Article:
━━━━━━━━━━━━━━━━━━━━

L’extrême droite gagne du terrain

30 Nov 2023

Un nouveau pays est tombé dans l’escarcelle de l’extrême droite. Mercredi 22 novembre, le Parti pour la liberté (PVV) de Geert Wilders a remporté la victoire aux législatives, avec 37 sièges sur 150, loin devant ses adversaires et bien plus haut qu’anticipé dans les sondages précédant l’élection.

Certes, le PVV ne pourra pas gouverner sans une coalition et l’appui d’autres partis, des négociations qui présentent des difficultés. Tout d’abord, elles prennent souvent plusieurs semaines, voire plusieurs mois, et la situation actuelle est inédite. Ensuite, le PVV a essuyé un premier revers : Gom van Strien, à peine désigné pour négocier, vient de démissionner à la suite d’accusations de fraudes au sein de son ancienne entreprise. Néanmoins, les partis de droite semblent plutôt enclins à un rapprochement, et il y a somme toute peu de chance que les négociations ne finissent pas par aboutir.

Cette percée arrive dans un contexte particulier. Les dynamiques qui mènent au vote sont toujours complexes, et il faut veiller à ne pas les simplifier à outrance. Mais quelques éléments se dessinent cependant. Le gouvernement avait engagé en 2022 un plan azote qui visait à réduire de 50% les émissions d’ici 2030. Un plan qui avait attisé la colère des agriculteurs et conduit à la création d’un nouveau parti, le « mouvement citoyens-agriculteurs » qui avait remporté 17 sièges au Sénat début 2023. Elle s’inscrit aussi dans la suite de l’échec des négociations sur la politique d’accueil des réfugiés qui avait conduit en juillet dernier à la démission de la coalition de Mark Rutte.

Est-ce à dire que les populations se moquent de l’environnement ? Non, mais peut-être rejettent- elles des mesures déconnectées de leur réalité et qui sont perçues comme pénalisant systématiquement les plus défavorisés – d’autant que, comme le révélait récemment Oxfam, les 1% les plus riches polluent davantage que les 66% les plus pauvres. Ces politiques publiques, quand elles adviennent, viennent donc accroître les inégalités, sans proposer d’aides suffisantes ou de solutions alternatives. Tout en continuant à vanter un monde dans lequel consommer est gage de qualité de vie et gagner beaucoup d’argent, le signe d’une vie réussie. En termes d’injonction paradoxale, on atteint un niveau honorable.

Est-ce à dire que les populations sont anti-immigration et racistes ? Non, mais l’angoisse des fins de mois difficiles, les inégalités croissantes, la saturation des débats politico-médiatiques autour des thématiques et de rhétorique d’extrême droite, la facilité à désigner des coupables, tout cela tend à canaliser une partie de la colère légitime vers celles et ceux qui ne sont pas coupables, mais victimes – des guerres, des difficultés économiques…

L’essor de l’extrême droite, en Grèce, en Allemagne, en France, son arrivée au pouvoir en Italie, en Argentine et à présent au Pays-Bas, n’arrivent pas de nulle part. Ce mouvement effrayant s’inscrit dans la continuité de l’ultralibéralisme et des politiques publiques qui, après avoir fait croire à une hausse du niveau de vie pour tous, révèlent des inégalités criantes ; des politiques publiques vécues comme déconnectées des réalités de terrain ; des politiques d’assèchement des services publics et de privatisation de l’intérêt général ; des mesures vécues comme répressives et qui ne ciblent que les plus précaires. Elles conduisent trop souvent à des explosions de colère, à l’abstention, ou au vote fasciste. Nous devrions prendre la victoire du PVV pour un avertissement.

━━━━━━━━━━━━━━━━━━━━

Consigne: Écrivez la suite de l'article ci-dessus sur la victoire de l'extrême droite aux Pays-Bas, en reprenant après sa dernière phrase, s'il vous plaît. Les données qui suivent ne sont pas nécessaires.

━━━━━━━━━━━━━━━━━━━━

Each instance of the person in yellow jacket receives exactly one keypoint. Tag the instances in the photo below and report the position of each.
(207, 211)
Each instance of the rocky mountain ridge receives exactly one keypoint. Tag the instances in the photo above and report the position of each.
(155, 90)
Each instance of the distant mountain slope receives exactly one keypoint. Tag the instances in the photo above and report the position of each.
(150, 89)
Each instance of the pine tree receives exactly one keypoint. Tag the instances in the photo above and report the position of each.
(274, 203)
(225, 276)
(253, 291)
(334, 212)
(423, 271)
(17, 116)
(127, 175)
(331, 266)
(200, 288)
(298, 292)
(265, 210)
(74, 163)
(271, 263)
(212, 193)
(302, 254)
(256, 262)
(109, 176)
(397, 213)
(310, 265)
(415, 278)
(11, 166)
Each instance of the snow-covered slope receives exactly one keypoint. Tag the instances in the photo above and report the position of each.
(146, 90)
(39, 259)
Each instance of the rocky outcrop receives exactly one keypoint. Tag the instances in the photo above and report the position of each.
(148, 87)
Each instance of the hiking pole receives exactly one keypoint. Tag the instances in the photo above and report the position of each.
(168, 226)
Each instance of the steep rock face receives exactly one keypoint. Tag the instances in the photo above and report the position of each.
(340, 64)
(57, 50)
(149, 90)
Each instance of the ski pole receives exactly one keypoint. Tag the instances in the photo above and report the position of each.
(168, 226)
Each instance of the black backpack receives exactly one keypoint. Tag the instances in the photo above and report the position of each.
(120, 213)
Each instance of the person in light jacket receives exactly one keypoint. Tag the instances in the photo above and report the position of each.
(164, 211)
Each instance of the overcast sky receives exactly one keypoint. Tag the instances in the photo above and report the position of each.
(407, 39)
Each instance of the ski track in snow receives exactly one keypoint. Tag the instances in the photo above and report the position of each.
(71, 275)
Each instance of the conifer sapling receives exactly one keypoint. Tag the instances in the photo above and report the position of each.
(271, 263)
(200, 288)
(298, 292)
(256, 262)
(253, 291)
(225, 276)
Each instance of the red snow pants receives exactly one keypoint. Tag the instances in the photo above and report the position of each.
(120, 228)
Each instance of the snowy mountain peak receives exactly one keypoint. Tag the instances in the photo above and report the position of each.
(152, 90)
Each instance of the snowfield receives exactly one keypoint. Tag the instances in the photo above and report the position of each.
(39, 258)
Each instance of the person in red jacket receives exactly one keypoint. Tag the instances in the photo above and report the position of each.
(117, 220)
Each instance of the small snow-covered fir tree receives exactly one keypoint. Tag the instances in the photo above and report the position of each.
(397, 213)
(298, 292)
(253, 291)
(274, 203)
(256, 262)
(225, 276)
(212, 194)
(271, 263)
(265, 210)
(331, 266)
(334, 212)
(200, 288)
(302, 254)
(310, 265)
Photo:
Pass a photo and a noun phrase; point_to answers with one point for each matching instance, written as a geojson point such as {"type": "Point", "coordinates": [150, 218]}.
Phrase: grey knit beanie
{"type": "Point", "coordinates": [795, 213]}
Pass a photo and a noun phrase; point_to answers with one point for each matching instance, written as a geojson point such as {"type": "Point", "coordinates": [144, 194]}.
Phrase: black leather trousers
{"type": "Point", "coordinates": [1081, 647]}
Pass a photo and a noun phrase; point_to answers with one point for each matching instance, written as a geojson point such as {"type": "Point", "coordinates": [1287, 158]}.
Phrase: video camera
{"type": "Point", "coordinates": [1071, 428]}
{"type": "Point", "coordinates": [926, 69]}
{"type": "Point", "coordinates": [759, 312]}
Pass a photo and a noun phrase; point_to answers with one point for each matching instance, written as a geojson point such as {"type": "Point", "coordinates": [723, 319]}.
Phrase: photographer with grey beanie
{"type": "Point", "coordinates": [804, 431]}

━━━━━━━━━━━━━━━━━━━━

Production attendue:
S’ajoute à cela qu’en France, la gauche a déçu. Celle qui est arrivée au pouvoir et n’a pas tenu ses promesses : car la gauche socialiste de Mitterrand puis Hollande a, à quelques exceptions près, continué comme la droite. Elle n’a pas tenu sa promesse de justice sociale. Elle s’est inscrite dans ce système capitaliste mortifère et n’a pas remis en question le dogme néolibéral, qui repose sur les inégalités. Pour beaucoup, elle n’est plus une alternative crédible, et les petites phrases, les luttes intestines et le buzz permanent la décrédibilisent aujourd’hui.

Pour autant, l’extrême droite ne propose aucune rupture, aucune alternative. Elle n’est que le nom d’une idéologie de haine et de repli sur soi. Tous les votes du RN à l’Assemblée nationale montrent bien leur vrai visage : celui d’un parti excluant, libéral, raciste.

Dans ce mouvement terrible de retour du fascisme – dissimulé parfois sous le masque d’une pseudo-respectabilité, adoubé parfois par les libéraux au pouvoir qui jouent un dangereux jeu électoraliste –, les élections européennes de l’an prochain s’annoncent particulièrement risquées. Et que dire des prochaines élections présidentielles en France, après cinq nouvelles années Macron de casse sociale, d’anéantissement du système des retraites, du RSA, du chômage des séniors…

Il n’est jamais trop tard pour lutter. Dans l’Exception et la règle, Bertolt Brecht écrivait :

« Qu’en une telle époque de confusion sanglante

De désordre institué, d’arbitraire planifié

D’humanité déshumanisée,

Rien ne soit dit naturel, afin que rien

Ne passe pour immuable. »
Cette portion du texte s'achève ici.